--- Start Material supplied ---

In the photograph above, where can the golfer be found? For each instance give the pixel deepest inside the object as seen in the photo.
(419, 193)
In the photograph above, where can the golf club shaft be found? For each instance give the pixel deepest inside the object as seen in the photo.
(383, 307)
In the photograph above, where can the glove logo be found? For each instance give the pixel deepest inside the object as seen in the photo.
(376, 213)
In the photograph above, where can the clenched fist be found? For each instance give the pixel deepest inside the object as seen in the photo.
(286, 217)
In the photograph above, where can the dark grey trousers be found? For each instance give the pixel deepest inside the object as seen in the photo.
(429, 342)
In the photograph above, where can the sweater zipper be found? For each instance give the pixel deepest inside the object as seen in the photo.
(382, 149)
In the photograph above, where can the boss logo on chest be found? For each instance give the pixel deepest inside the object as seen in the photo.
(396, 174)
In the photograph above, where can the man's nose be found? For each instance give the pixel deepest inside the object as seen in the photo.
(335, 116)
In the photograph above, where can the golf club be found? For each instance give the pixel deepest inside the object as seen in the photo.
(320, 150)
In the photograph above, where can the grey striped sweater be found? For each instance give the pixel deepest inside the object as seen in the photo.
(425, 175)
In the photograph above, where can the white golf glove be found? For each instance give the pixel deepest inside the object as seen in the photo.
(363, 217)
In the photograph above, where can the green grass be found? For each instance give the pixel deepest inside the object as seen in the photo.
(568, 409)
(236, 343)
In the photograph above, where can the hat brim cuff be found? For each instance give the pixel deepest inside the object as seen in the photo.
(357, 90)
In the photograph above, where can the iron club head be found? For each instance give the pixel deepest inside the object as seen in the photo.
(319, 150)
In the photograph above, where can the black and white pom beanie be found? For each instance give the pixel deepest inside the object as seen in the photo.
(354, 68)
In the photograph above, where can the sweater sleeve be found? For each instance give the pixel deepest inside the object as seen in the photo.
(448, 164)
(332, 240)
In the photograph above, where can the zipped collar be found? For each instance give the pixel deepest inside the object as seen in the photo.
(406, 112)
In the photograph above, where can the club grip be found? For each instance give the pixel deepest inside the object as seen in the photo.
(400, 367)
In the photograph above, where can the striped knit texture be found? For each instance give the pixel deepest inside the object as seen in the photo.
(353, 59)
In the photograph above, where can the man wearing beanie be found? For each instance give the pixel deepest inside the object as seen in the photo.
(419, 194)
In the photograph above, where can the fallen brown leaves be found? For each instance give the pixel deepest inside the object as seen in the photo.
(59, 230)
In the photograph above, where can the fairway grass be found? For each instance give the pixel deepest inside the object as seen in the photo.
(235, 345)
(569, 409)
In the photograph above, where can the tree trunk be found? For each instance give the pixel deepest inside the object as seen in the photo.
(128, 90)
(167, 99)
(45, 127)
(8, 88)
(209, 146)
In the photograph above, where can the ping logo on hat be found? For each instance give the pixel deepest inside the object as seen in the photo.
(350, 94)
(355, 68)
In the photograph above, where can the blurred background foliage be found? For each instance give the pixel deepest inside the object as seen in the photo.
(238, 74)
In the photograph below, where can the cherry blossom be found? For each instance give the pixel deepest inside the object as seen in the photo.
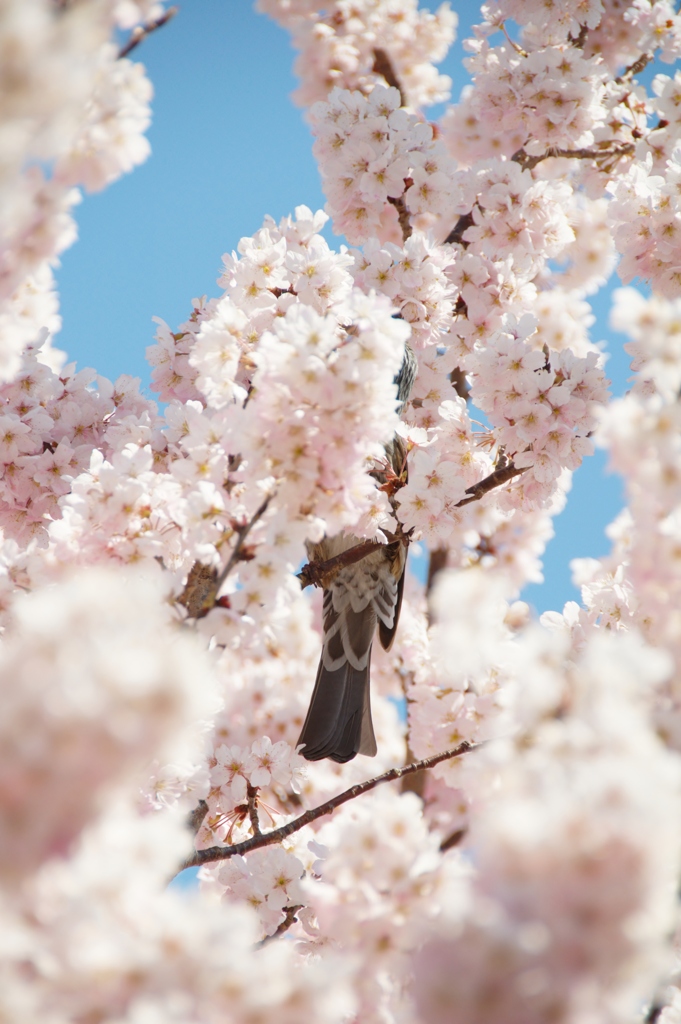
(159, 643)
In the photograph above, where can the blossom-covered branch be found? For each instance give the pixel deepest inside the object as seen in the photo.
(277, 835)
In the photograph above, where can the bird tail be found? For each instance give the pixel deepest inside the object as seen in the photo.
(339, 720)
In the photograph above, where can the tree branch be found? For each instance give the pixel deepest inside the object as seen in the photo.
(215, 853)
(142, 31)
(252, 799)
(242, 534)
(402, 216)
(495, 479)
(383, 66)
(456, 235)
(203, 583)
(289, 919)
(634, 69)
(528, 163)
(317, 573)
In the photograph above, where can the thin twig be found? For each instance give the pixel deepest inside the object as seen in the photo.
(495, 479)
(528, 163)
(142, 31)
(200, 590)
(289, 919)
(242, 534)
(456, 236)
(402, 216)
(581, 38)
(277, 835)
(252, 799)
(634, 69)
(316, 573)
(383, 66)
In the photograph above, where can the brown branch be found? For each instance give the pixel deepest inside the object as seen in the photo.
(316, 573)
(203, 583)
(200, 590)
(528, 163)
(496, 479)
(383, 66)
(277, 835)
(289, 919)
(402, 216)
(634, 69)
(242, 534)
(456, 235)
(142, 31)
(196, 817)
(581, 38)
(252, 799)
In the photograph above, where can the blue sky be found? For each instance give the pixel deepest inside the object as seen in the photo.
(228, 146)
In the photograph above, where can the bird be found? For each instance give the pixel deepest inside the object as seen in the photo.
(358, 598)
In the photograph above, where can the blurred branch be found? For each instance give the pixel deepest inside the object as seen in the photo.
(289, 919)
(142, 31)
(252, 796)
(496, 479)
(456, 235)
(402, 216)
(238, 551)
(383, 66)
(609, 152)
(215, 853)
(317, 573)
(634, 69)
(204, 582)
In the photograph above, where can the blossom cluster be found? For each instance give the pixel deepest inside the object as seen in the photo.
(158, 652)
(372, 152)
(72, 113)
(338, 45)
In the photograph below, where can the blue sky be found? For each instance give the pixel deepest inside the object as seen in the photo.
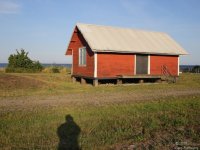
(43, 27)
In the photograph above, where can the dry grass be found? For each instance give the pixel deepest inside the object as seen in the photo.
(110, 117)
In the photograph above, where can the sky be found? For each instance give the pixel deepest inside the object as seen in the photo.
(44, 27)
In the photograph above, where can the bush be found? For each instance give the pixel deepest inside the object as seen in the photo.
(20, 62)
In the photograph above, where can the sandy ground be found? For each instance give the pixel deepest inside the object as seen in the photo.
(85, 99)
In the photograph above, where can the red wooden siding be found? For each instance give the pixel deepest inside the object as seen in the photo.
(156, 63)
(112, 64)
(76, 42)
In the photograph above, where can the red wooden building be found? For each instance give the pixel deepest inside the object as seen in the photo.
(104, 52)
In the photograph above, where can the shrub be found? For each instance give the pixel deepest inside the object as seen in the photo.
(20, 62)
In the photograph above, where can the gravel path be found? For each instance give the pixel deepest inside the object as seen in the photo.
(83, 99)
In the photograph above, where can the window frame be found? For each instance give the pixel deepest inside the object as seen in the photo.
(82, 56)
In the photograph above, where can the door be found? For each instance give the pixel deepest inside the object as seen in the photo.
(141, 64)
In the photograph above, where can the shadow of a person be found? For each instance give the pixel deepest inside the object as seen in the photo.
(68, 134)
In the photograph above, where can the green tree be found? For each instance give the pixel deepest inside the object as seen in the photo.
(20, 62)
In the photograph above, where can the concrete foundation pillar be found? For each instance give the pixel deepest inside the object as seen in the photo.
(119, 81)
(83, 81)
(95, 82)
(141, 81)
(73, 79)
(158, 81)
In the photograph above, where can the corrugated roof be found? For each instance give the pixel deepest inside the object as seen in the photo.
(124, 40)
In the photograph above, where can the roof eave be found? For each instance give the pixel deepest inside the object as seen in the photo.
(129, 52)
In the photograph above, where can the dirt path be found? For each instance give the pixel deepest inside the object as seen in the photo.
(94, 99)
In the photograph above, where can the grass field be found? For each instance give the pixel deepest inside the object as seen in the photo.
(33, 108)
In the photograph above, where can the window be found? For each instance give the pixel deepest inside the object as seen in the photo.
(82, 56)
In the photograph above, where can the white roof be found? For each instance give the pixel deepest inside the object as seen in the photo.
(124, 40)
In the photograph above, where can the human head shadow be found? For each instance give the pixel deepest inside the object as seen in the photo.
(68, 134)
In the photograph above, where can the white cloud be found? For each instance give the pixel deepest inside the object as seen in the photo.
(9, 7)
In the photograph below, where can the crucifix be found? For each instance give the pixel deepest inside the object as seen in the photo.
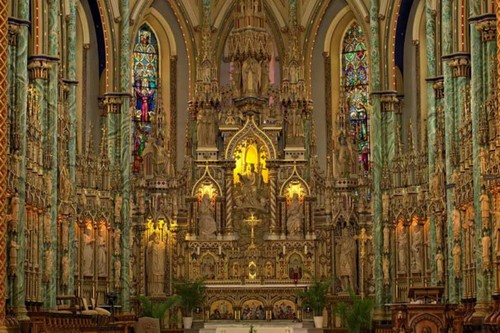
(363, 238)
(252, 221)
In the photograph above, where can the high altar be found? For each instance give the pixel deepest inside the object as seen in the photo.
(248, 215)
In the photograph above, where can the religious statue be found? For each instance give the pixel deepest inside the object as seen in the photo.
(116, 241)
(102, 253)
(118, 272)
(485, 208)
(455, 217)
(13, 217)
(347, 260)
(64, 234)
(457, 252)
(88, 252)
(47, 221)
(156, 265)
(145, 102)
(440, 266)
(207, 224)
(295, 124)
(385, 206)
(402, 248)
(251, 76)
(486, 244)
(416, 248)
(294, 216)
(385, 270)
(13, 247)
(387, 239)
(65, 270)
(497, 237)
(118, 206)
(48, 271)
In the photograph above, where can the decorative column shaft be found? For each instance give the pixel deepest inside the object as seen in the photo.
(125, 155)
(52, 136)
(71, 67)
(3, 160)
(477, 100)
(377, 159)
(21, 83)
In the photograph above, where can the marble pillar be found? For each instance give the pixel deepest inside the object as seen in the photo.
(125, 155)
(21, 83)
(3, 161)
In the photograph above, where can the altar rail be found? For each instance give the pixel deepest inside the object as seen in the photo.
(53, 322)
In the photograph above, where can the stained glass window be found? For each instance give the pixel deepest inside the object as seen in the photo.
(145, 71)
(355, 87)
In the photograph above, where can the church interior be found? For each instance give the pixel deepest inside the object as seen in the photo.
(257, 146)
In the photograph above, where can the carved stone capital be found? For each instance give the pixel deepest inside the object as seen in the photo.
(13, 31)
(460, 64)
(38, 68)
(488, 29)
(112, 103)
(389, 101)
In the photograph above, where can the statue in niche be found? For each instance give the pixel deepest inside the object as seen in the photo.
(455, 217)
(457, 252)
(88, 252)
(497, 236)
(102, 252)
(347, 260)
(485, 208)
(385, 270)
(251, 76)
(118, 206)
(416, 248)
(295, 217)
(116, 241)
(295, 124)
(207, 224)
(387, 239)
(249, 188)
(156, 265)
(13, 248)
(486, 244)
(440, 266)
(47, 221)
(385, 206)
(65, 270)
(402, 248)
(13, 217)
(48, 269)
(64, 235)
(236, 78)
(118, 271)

--- End Material supplied ---
--- Start Material supplied ---

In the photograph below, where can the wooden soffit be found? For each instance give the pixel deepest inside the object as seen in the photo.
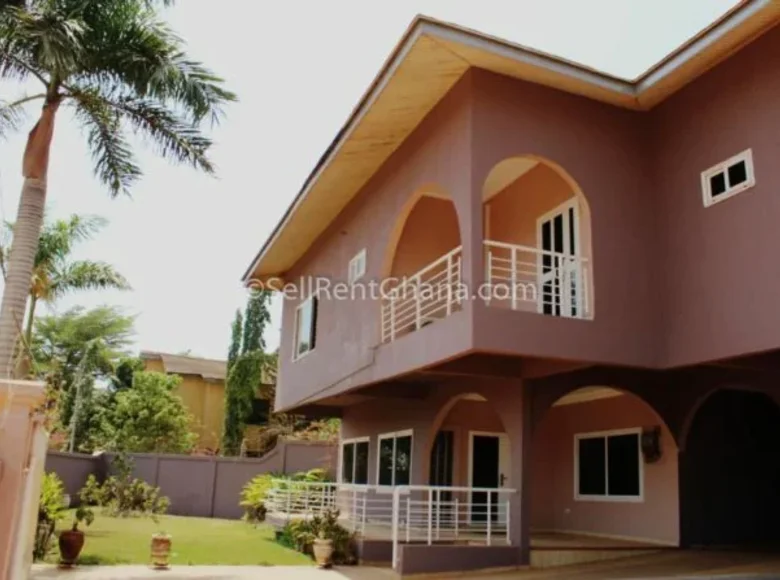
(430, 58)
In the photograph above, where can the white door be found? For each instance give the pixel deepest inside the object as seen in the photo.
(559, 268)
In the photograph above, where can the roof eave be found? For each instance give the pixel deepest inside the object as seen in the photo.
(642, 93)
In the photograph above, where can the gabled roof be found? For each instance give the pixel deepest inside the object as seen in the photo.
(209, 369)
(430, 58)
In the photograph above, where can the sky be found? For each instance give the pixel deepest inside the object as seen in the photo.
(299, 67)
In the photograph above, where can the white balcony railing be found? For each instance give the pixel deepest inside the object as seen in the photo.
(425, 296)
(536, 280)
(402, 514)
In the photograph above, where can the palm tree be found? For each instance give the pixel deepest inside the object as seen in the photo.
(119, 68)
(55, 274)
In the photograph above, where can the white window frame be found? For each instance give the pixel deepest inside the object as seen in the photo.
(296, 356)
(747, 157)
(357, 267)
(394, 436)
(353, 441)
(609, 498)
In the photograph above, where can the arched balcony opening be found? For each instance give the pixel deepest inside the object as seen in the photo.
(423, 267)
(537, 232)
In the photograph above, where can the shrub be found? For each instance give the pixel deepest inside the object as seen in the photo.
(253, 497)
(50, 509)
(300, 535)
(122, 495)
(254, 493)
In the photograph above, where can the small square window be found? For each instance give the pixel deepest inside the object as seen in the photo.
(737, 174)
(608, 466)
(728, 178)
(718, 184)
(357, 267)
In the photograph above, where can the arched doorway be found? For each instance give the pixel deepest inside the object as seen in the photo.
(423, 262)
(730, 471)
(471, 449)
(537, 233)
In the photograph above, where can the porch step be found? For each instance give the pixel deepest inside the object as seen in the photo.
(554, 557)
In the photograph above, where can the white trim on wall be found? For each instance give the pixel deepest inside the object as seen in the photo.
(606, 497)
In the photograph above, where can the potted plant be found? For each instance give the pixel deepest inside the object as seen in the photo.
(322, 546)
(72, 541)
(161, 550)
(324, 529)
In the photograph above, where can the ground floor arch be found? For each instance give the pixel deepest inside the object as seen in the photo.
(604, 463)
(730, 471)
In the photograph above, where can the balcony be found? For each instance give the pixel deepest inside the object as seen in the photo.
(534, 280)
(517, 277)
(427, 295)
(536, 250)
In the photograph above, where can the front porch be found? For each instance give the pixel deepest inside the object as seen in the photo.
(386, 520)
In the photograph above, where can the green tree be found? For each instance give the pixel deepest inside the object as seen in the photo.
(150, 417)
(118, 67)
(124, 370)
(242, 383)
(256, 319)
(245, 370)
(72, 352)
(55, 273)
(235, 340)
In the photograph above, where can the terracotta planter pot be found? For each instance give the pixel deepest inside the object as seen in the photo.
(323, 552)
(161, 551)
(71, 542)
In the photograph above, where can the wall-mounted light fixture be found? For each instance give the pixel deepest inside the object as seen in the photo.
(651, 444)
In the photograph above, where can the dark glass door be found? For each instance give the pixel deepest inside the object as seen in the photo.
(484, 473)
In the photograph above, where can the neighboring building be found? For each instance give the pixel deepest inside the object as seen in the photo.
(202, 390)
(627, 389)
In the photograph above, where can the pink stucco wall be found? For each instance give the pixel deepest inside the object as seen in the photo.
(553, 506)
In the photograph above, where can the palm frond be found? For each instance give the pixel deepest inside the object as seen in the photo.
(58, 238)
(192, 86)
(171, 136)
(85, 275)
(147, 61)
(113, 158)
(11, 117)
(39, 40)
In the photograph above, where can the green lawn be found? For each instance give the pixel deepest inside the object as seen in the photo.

--- End Material supplied ---
--- Start Material supplied ---

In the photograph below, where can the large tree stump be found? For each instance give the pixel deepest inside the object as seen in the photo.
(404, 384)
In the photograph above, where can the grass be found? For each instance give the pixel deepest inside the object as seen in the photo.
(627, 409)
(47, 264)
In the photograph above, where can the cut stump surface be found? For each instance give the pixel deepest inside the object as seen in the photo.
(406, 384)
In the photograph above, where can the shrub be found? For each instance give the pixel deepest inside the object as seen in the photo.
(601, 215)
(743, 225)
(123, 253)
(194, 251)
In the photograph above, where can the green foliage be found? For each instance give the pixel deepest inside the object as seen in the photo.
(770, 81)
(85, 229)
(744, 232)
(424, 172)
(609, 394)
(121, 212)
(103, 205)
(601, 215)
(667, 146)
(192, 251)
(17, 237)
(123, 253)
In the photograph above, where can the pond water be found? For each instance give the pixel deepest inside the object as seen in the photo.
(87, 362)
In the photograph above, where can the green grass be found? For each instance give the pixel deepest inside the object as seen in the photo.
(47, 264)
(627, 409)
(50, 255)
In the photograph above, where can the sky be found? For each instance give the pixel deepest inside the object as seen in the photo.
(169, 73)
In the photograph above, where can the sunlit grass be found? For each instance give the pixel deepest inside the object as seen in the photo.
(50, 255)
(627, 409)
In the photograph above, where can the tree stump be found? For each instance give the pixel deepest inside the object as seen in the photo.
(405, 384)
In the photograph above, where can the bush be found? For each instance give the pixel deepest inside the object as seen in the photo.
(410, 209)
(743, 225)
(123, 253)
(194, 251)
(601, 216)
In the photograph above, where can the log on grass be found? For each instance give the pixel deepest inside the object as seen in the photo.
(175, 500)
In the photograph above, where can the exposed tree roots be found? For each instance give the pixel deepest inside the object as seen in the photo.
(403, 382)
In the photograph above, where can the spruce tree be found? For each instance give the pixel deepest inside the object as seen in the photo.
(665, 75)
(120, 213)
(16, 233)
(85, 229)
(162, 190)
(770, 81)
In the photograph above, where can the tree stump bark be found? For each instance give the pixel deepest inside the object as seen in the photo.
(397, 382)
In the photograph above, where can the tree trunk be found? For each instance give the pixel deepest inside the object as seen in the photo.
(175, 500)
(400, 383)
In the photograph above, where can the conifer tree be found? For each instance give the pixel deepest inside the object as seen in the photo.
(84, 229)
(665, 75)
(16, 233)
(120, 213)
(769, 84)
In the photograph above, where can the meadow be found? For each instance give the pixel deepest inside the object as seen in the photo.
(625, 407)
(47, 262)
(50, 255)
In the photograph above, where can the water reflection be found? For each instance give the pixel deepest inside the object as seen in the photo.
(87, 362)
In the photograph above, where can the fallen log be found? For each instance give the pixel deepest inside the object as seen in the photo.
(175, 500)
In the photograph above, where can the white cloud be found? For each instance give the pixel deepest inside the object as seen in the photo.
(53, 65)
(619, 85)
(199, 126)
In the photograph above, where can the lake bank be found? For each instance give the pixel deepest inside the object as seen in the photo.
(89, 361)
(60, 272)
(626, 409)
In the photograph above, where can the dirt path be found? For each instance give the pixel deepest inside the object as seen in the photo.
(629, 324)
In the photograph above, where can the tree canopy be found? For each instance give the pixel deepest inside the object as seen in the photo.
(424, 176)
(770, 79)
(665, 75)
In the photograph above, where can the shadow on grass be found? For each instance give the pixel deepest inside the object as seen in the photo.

--- End Material supplied ---

Pull out each row above that contains the word "building" and list those rows unchanged.

▶ _Response for this exercise_:
In the photograph above, where can the red wooden building be found? For each instance give the pixel deepest inside the object as seen in the photo.
In the photograph above, where can the neighboring building be found? For each instance give the pixel deepest inside the object as seen in the photo.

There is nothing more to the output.